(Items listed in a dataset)
■ ■ ■ ■ ■ ■ ■
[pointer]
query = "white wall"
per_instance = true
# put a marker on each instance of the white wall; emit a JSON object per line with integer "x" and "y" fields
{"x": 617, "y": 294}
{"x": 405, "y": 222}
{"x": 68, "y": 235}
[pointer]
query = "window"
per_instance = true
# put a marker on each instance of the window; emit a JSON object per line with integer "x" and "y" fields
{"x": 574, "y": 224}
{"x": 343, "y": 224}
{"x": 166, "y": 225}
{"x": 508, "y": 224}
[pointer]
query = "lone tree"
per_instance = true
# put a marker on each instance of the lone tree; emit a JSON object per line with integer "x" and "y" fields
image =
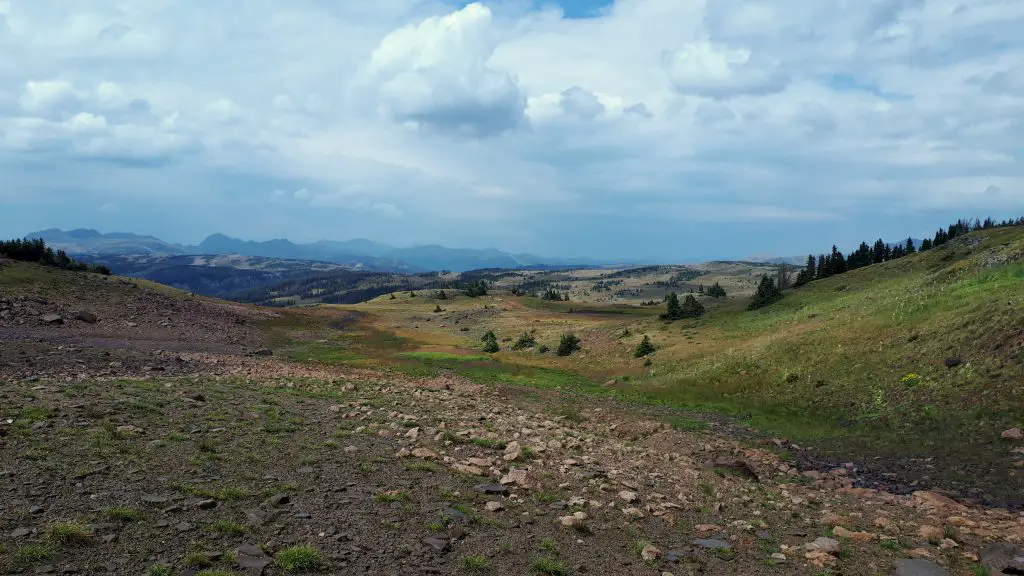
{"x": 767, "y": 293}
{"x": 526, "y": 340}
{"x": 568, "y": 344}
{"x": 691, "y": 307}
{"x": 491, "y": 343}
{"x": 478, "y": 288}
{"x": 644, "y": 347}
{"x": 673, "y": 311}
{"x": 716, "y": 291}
■ ■ ■ ■ ■ ■ ■
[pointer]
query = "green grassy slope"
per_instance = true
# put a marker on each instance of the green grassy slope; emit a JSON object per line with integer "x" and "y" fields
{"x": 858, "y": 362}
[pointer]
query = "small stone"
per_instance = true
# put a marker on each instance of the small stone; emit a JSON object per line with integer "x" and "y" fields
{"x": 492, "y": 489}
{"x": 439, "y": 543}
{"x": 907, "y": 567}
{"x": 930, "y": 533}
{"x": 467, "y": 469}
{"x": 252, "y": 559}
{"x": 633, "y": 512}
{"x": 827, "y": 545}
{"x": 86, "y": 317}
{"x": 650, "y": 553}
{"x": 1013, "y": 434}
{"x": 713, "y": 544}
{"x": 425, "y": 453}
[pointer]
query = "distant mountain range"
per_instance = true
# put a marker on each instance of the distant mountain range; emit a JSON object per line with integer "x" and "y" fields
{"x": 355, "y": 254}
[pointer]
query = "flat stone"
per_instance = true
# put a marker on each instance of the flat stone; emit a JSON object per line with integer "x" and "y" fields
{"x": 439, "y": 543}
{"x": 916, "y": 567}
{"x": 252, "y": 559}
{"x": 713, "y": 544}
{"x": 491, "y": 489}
■ ■ ■ ■ ■ ■ ■
Tally the lines in the rows above that contain the string "emit". Give only the number.

7